• Task prompt: Copy every line of the items below exactly as they appear, omitting the pictures.

* BEGIN *

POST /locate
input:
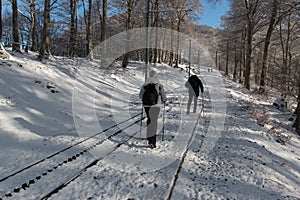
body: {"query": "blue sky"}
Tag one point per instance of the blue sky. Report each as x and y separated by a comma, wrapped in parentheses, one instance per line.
(212, 13)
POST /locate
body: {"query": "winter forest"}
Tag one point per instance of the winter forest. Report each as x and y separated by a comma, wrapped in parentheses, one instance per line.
(256, 47)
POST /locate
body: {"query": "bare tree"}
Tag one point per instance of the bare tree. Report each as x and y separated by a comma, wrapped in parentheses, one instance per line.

* END *

• Final result:
POST /locate
input:
body: {"query": "blue sky"}
Tag one point per instance of the blue sky. Report each as x and y separated by a comma, wrapped in parentheses, one instance per line.
(212, 13)
POST /locate
body: {"query": "winter forest"}
Tag one point per instance of the winter forest. Report each as x and y separated by a comma, wrapped in parentheses, one instance per line.
(256, 47)
POST /locate
body: {"query": "bare tree"}
Tag one point per instance of the bare tree. Report each as x and y separated by a comma, wrapped in parentheses, one instance per line.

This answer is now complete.